Data shown.

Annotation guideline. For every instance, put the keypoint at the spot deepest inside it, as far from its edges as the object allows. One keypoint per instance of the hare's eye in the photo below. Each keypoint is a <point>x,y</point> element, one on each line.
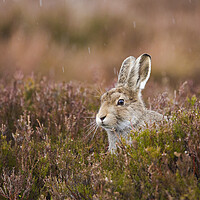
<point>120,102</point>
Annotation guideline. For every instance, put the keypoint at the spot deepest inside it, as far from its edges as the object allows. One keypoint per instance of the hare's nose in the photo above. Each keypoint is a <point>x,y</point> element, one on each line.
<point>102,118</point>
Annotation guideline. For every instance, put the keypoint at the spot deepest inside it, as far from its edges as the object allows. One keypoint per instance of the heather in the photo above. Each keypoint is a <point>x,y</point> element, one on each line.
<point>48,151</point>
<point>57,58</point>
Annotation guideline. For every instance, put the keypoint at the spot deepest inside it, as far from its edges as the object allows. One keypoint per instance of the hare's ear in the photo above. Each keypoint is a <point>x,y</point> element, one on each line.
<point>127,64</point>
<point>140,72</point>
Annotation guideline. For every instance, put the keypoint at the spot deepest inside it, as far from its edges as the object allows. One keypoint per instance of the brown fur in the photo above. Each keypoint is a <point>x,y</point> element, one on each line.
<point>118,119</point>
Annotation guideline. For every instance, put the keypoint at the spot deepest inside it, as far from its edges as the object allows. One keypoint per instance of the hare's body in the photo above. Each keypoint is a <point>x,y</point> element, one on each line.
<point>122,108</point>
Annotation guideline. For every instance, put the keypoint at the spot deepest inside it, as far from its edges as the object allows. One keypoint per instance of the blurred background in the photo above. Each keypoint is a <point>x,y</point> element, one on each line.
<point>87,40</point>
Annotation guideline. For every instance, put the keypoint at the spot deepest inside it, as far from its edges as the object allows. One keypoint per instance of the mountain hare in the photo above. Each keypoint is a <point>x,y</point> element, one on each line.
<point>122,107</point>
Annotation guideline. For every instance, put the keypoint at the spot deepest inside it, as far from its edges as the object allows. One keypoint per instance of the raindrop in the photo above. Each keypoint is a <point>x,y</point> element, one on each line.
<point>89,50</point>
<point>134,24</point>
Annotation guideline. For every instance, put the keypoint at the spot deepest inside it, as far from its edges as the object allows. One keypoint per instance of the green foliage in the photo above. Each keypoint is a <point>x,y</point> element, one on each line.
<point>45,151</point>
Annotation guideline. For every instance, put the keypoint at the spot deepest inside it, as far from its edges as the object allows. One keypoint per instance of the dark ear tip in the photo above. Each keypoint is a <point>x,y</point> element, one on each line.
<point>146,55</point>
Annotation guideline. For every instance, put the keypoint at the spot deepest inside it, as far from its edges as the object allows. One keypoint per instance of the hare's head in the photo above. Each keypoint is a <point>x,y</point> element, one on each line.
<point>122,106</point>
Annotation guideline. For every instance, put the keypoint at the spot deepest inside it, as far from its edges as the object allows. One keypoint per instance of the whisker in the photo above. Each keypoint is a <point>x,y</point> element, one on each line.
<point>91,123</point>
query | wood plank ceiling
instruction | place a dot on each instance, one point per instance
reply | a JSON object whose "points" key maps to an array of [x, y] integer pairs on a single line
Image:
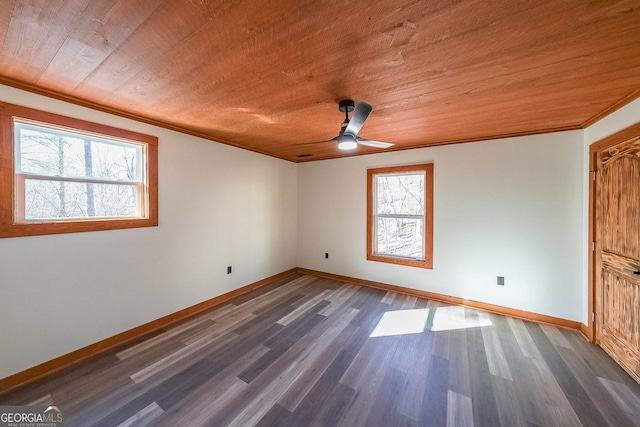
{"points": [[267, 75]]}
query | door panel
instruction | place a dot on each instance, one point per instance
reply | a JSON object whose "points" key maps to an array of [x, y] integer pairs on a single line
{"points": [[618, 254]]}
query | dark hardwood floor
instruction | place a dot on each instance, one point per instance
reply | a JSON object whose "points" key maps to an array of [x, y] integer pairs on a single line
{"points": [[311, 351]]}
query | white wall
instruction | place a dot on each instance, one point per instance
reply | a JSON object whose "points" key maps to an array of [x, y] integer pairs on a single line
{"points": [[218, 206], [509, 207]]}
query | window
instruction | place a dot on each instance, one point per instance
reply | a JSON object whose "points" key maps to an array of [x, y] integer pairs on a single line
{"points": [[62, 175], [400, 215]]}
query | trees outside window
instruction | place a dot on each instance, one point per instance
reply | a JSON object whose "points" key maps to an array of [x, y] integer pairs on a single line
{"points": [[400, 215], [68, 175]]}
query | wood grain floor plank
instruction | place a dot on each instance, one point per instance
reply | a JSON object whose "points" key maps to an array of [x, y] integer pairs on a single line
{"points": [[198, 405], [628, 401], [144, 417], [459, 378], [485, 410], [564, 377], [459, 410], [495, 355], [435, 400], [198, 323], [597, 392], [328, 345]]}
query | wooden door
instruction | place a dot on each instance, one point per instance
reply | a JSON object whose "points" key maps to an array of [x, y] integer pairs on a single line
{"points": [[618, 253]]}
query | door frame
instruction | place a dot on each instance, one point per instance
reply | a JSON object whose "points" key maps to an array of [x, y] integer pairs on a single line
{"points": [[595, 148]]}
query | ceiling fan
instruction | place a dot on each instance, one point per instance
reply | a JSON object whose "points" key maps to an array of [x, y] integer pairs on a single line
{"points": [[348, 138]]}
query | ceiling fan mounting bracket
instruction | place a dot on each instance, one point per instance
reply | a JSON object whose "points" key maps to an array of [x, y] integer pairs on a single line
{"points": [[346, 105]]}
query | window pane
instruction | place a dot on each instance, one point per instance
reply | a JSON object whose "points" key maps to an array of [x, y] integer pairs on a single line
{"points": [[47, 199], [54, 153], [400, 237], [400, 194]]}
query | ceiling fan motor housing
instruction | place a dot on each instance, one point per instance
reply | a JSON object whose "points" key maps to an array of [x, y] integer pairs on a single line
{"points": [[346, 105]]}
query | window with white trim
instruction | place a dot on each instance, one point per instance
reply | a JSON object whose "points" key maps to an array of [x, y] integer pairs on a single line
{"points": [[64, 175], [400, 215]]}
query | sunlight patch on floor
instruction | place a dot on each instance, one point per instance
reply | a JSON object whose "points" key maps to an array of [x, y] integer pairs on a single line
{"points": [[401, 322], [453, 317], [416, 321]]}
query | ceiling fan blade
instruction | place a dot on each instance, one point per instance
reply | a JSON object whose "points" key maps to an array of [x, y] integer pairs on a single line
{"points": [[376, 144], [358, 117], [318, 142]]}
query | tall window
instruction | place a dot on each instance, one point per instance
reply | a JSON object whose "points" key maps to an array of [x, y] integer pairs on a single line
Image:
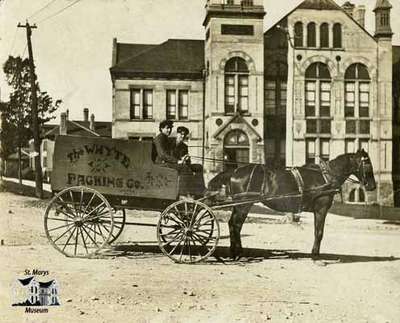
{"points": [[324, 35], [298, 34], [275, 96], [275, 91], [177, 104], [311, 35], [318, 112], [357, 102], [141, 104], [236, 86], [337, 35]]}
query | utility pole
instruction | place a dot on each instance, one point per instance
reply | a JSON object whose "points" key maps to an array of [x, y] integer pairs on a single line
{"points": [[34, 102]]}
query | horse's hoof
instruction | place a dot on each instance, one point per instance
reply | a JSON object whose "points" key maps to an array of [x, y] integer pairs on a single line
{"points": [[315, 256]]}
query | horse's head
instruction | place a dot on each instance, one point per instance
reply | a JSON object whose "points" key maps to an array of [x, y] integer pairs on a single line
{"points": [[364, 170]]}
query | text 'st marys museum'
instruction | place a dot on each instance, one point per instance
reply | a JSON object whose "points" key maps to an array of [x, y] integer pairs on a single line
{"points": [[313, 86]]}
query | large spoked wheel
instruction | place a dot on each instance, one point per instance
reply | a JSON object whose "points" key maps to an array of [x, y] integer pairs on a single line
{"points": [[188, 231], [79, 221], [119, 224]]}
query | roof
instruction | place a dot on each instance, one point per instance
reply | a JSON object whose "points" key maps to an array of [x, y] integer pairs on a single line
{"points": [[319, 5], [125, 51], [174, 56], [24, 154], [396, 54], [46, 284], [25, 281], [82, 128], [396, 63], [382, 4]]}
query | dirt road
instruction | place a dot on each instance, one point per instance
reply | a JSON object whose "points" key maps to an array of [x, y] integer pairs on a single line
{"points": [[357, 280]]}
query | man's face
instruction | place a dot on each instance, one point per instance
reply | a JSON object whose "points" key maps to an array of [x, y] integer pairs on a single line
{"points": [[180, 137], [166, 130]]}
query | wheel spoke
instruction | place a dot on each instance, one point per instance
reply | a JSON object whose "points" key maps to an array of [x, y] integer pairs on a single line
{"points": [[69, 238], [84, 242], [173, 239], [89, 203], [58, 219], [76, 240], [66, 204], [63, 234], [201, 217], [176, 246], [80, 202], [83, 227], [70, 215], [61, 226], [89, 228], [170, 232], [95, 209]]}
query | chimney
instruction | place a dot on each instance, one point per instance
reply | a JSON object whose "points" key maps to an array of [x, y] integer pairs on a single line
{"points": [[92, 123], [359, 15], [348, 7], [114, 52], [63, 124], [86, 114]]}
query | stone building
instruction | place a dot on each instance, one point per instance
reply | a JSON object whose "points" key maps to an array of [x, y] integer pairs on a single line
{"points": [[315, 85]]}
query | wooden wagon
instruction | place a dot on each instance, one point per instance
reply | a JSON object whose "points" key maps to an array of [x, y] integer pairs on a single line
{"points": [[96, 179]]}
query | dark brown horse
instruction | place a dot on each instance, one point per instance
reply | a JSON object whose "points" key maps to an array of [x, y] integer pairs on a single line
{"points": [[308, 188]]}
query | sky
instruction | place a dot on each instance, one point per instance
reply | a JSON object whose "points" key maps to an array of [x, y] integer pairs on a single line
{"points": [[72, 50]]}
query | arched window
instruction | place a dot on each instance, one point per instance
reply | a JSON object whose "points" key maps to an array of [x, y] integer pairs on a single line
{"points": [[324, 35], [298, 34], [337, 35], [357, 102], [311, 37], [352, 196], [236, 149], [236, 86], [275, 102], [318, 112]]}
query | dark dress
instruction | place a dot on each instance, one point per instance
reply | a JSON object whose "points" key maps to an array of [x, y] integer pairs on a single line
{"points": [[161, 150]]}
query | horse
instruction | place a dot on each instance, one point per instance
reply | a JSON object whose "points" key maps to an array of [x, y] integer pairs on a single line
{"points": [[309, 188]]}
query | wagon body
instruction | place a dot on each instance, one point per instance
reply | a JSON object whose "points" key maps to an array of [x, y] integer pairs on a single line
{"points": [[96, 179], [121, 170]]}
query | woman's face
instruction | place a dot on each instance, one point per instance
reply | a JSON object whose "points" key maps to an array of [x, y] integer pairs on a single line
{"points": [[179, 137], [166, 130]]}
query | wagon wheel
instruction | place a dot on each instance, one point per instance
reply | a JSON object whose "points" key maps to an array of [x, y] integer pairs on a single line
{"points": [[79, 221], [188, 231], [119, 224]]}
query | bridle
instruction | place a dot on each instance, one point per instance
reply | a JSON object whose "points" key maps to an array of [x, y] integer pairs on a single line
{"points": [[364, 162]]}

--

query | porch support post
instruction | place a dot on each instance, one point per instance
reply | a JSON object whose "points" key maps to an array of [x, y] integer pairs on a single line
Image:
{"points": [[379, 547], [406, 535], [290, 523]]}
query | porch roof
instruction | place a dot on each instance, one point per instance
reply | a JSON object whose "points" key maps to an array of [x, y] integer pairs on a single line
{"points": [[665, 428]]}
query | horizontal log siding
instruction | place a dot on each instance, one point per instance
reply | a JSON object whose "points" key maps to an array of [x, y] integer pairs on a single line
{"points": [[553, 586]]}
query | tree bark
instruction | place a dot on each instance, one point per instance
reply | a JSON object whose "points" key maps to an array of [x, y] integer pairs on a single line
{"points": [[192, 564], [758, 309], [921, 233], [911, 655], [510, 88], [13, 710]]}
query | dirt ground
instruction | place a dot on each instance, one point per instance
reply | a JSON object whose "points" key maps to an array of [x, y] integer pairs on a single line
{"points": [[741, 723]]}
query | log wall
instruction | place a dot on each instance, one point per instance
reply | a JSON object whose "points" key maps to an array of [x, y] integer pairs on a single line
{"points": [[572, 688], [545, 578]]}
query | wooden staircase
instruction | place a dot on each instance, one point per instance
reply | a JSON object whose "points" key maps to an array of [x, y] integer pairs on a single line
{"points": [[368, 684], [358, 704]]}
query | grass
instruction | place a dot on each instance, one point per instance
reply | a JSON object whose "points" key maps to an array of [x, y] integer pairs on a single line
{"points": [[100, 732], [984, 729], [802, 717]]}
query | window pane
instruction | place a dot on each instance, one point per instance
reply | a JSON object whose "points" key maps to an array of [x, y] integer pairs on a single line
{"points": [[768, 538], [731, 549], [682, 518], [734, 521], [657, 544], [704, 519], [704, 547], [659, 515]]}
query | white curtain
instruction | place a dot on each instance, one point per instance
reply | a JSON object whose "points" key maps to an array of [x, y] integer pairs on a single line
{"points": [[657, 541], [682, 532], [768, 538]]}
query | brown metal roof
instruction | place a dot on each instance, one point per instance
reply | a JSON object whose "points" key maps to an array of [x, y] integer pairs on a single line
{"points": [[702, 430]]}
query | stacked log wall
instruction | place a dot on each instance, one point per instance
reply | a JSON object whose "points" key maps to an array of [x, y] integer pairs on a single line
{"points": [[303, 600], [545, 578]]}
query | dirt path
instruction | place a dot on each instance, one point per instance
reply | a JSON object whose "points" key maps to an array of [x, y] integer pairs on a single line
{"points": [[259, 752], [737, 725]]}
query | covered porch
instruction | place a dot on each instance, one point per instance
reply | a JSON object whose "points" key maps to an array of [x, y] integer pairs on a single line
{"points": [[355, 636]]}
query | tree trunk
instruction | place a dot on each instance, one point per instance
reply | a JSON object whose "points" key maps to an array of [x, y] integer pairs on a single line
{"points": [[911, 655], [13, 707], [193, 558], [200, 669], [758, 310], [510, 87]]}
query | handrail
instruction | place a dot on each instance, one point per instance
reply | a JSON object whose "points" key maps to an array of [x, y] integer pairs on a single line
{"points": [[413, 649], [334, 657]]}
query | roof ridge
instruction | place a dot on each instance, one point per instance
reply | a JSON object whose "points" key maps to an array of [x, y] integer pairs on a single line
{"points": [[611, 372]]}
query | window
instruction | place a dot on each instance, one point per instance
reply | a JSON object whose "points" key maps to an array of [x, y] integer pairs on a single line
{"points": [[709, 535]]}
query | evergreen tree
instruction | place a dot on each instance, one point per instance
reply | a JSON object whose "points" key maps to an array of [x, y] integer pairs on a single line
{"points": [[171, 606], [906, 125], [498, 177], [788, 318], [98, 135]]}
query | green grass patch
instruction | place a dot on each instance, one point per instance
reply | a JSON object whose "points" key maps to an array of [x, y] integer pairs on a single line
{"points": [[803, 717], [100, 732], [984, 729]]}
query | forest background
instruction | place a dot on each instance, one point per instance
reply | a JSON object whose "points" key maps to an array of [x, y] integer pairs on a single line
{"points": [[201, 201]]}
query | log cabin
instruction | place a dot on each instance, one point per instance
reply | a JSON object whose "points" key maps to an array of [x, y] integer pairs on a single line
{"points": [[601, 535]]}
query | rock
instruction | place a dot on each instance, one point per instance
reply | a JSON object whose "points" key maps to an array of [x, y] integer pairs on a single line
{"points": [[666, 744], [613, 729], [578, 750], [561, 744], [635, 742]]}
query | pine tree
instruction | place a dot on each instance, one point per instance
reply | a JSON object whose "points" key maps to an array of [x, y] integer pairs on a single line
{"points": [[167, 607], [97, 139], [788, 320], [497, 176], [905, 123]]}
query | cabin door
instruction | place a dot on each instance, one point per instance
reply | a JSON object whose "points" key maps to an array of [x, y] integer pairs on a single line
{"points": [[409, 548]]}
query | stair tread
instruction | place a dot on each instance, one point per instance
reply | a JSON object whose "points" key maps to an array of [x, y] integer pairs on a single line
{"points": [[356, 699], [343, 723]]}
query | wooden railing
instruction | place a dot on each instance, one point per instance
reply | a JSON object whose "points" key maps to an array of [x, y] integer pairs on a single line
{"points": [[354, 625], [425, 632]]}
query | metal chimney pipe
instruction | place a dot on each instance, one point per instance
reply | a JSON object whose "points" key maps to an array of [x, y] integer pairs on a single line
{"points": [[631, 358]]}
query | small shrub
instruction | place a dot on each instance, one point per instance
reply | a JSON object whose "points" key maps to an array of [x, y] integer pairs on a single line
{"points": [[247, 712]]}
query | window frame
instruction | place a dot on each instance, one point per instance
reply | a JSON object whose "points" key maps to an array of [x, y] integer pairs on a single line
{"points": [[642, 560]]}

Brief. Once you have read through the entries, say how many of their lines include the string "plank" and give nothing but that number.

Exercise solution. 2